Aufgabenstellung:
Welche Einrichtung finanziert laut dem Lesetext das Projekt „Vienna Digital Korean Studies Platform“?

Lesetext:
▽

Von Seoul nach Wien und zurück

Klaus Marhold arbeitete in der Raumfahrtforschung, bevor er 2005 sein Koreanologie-Studium am Institut für Ostasienwissenschaften begann. Seit 2010 macht der 31-Jährige ein Doktorat in Technologiemanagement an der Seoul National University, hält parallel aber auch immer wieder Kurse an der Universität Wien ab. Aus seiner Wahlheimat Korea bringt er nicht nur Diskussionsstoff für die Wiener Studierenden mit: "Momentan sind in Südkorea die Selfie-Sticks ein großer Trend. Vor jeder Sehenswürdigkeit sind Menschen zu sehen, die mit ihrem Handy an einem Stab befestigt Selbstporträts aufnehmen – den musste ich einfach für meine Familie kaufen", lacht Marhold. (hm)

Die vorgestellte Digital Lecture "Made in Korea" von Klaus Marhold ist Teil der "Vienna Digital Korean Studies Platform". Das Projekt läuft noch bis 2016 und wird von der Academy of Korean Studies finanziert und regelmäßig evaluiert. ForscherInnen der Universität Wien, der Central European University in Budapest und der Sofia University arbeiten an unterschiedlichen Subprojekten, veranstalten regelmäßig Workshops, Symposien und stellen Material digital zur Verfügung.

△

Bereitgestellte Datensätze:
▽

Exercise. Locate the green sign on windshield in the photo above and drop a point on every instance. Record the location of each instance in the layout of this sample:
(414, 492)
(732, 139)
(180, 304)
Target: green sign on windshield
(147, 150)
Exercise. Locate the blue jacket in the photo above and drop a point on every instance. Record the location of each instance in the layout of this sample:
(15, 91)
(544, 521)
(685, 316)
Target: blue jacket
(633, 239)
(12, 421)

△
▽

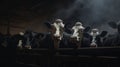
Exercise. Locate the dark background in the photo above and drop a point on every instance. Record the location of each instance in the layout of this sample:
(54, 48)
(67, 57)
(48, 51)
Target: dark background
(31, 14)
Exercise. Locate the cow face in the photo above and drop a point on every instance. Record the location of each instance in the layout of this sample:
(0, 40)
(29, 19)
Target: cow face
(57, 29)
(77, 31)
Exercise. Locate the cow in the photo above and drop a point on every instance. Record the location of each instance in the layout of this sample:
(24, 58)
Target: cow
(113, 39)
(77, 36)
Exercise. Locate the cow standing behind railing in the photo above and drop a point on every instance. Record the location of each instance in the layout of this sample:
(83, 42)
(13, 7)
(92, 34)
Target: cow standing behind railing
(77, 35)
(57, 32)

△

Antwort:
Die Academy of Korean Studies.